(Image-grounded pointing data)

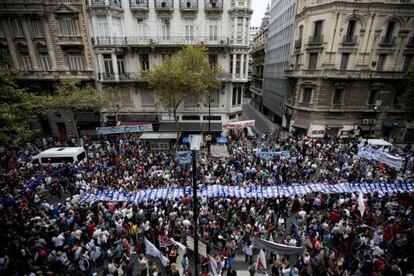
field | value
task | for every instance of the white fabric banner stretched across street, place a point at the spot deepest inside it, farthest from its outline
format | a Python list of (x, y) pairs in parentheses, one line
[(217, 191)]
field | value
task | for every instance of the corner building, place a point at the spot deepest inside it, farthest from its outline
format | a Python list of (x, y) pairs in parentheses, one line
[(347, 67), (130, 36)]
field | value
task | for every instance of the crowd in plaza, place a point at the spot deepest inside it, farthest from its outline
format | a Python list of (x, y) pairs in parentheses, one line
[(67, 237)]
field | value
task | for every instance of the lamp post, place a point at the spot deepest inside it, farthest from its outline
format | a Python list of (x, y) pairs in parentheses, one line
[(195, 143)]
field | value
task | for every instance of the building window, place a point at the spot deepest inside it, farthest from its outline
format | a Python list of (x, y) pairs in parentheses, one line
[(212, 118), (338, 96), (344, 61), (351, 28), (373, 96), (165, 29), (27, 64), (109, 70), (120, 62), (102, 28), (144, 59), (68, 26), (190, 118), (239, 96), (37, 28), (390, 30), (317, 32), (213, 30), (212, 59), (189, 32), (381, 62), (76, 62), (45, 62), (313, 61), (408, 61), (307, 95), (16, 27)]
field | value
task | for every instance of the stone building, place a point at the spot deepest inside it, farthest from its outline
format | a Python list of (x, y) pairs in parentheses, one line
[(130, 36), (347, 68), (48, 40)]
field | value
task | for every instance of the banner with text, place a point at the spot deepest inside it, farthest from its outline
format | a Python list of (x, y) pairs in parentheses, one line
[(217, 191), (124, 129), (380, 156), (240, 124)]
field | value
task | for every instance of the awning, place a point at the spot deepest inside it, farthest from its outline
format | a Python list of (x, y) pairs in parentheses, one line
[(133, 123), (366, 128), (393, 123), (159, 136), (300, 124), (168, 126), (221, 140)]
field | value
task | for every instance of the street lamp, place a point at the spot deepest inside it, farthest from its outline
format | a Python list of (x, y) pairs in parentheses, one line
[(195, 144)]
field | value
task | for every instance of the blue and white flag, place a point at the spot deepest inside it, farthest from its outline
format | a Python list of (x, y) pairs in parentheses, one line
[(183, 157)]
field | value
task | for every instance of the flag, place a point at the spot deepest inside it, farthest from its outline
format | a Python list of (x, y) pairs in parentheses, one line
[(213, 265), (165, 241), (151, 250), (261, 264), (179, 244), (183, 157), (361, 205)]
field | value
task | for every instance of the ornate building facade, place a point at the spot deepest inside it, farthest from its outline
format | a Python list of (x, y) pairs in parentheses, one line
[(130, 36), (347, 68), (48, 40)]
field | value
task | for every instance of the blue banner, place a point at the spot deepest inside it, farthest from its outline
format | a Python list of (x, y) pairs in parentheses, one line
[(217, 191)]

ASSIGNMENT: Leave out the pictures. Return exactly the lines from the first line of the records to the line bearing "task | for every instance of the building", inclusive.

FINISHED TASK:
field | value
task | for every instance of the white fabric banner stretched across street, place a point at the spot deepest inside it, farthest from its outline
format | a Python list of (x, y) pairs in parentheses, one line
[(217, 191)]
field | value
task | for every instance of the corner building, place a point at the spot deepest inside it, farthest from its outline
format | a Python list of (x, y) pairs in parentheses, one line
[(347, 67), (130, 36)]
field | value
task | for every instance of the crowd in plaza, place a point at the spot deepest inside it, farthest from its outline
format | a Python list of (x, y) pairs in parentheses, one line
[(67, 237)]
field | value
task | for every instance of the lamp post, place a point at the spot deepest inside it, farthest from its outline
format | a Python list of (x, y) pairs in parentheses, one line
[(195, 143)]
field | value
task | for every instance of the building window, place a point at the spot deepest inside it, farthest from its outline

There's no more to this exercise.